### Sección de texto
Gracias a cada sacerdote que día a día, sin ser muy visto y sin hacer mucho ruido, acompaña a las comunidades con su presencia generosa, con su escucha atenta y con la palabra alentadora. Gracias por celebrar diariamente la Eucaristía y ofrecer los sacramentos, por todo el esfuerzo pastoral para que el Evangelio y la caridad fraterna impregnen la vida de muchos. Gracias por la obra que despliegan en favor de sus comunidades con creatividad e imaginación, con paciencia y constancia, con energía y valor.
Luchen siempre contra la inercia y la indiferencia, la tibieza y la mediocridad, no nos dejemos ganar por las incoherencias y nos seamos causa de escándalo para nadie, seamos siempre y en todo lugar el buen olor de Cristo que atrae y se difunde, no el ungüento nauseabundo que aleja de Él.
Nos toca vivir una época rica en muchos avances y oportunidades, pero también marcada por convulsiones, desaliento y frustración. Una sociedad líquida que nos envuelve y arroja en la espuma y en la prisa. Días marcados por las crisis y las protestas de una sociedad que ceba y descarta. La Iglesia zarandeada desde fuera y dentro. Es este mundo y esta Iglesia que hemos de amar y donde debemos proclamar la Buena Nueva del Reino. A no bajar los brazos y a no resignarnos que vale la pena si lo vivimos con pasión de apóstol dejándonos estimular por la figura de pastores generosos que nos han precedido o están entre nosotros.

### Información proporcionada
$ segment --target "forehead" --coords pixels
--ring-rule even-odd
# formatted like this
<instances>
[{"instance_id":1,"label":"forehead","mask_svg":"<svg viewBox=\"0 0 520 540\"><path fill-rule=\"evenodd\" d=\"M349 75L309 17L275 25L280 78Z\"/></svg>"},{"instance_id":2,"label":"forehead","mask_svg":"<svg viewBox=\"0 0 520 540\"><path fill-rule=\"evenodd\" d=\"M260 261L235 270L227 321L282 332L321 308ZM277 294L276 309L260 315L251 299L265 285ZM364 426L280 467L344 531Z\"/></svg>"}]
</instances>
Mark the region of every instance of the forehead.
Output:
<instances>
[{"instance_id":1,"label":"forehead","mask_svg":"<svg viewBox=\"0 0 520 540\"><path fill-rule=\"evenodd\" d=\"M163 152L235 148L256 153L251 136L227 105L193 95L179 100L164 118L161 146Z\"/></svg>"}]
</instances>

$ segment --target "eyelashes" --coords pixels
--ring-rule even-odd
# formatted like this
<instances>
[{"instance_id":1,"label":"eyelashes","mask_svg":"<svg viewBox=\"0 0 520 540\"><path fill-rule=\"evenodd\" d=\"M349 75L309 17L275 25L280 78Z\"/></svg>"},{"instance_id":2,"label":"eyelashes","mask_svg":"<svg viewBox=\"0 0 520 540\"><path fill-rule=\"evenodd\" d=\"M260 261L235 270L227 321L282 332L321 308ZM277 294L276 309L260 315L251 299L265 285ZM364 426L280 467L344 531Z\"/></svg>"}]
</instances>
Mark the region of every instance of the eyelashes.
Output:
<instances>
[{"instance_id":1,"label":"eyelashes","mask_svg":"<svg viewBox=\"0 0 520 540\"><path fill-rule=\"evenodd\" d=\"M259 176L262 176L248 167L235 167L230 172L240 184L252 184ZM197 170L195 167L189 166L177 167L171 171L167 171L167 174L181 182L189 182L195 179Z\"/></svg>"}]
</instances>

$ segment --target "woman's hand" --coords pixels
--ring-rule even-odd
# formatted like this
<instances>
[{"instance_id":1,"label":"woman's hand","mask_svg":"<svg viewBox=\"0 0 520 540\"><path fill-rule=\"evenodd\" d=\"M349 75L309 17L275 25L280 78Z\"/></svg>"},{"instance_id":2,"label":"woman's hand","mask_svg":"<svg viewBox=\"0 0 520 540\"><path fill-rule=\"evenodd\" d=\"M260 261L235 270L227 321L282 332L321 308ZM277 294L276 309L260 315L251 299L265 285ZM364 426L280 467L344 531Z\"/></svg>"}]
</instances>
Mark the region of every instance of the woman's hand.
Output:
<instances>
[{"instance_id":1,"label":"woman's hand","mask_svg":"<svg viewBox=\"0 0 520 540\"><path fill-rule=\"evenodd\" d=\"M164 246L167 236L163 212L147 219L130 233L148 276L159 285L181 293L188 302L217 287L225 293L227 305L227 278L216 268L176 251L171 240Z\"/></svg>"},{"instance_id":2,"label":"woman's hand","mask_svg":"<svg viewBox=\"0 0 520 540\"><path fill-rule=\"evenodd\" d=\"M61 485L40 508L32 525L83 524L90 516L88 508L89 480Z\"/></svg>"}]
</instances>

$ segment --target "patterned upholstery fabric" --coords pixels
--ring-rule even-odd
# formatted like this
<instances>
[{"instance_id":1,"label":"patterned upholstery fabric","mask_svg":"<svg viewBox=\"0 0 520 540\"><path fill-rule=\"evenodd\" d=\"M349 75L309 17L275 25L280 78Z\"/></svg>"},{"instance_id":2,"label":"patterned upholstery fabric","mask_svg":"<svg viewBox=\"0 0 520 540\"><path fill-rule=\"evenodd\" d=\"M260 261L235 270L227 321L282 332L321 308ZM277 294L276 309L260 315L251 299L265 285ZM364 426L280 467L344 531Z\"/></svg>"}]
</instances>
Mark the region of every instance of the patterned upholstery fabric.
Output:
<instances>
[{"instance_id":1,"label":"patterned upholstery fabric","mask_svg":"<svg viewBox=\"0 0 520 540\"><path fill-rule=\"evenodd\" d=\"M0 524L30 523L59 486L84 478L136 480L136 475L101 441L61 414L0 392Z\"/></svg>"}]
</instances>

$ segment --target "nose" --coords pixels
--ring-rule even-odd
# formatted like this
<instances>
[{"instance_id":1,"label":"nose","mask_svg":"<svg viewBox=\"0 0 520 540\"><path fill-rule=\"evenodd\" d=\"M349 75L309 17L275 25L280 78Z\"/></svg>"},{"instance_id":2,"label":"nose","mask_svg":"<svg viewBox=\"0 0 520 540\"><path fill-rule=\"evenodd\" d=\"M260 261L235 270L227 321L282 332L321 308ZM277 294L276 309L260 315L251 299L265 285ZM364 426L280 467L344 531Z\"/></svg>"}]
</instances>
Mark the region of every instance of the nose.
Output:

### Trabajo requerido
Prosigue el mensaje de gratitud a los sacerdotes a partir de su última oración.

### Resultado del ejercicio
Necesitamos “fuego en el corazón, palabras en los labios, profecía en la mirada. La Iglesia necesita ser templo del Espíritu Santo, necesita pureza total, vida interior. La Iglesia tiene necesidad de volver a sentir subir desde lo profundo de su intimidad personal, como si fuera un llanto, una poesía, una oración, un himno, la voz orante del Espíritu Santo, que nos sustituye y ora en nosotros”.
Que el Señor los conforte en medio de todas sus fatigas, que crezcan en la fraternidad y amistad en el presbiterio y con su obispo, que nos podamos sostener y cuidar mutuamente, que fomentemos la comunión más allá de las visiones e intereses particulares. Que encuentren en sus comunidades hospitalidad y reciprocidad para caminar juntos en sinodalidad, crecer en la corresponsabilidad misionera y generar servicio transformador de la sociedad.
También quiero dar gracias por todo el resto del Pueblo Santo de Dios: laicos, religiosas, consagrados, por su oración, compañía y apoyo. Sin la oración de ustedes, el Obispo y los sacerdotes perecemos. Sigan pidiendo por nuestra fidelidad, pidiendo que no caigamos en las tentaciones del placer, del poder, del tener y seamos liberados del Maligno. Pidan por la conversión y la santificación de todos y que nos mantengamos firmes en la fe, alegres en la esperanza y diligentes en el amor.
Pedimos al Señor que se disipe la oscura nube de la pandemia, que vuelva la calma y que nos reiniciemos con la esperanza puesta en el Señor, abiertos a sus novedades e inspiraciones, entregados y renovando nuestro ¡Aquì estoy! y ¡Sí, quiero! como lo pronunciamos el día de nuestra ordenación sacerdotal.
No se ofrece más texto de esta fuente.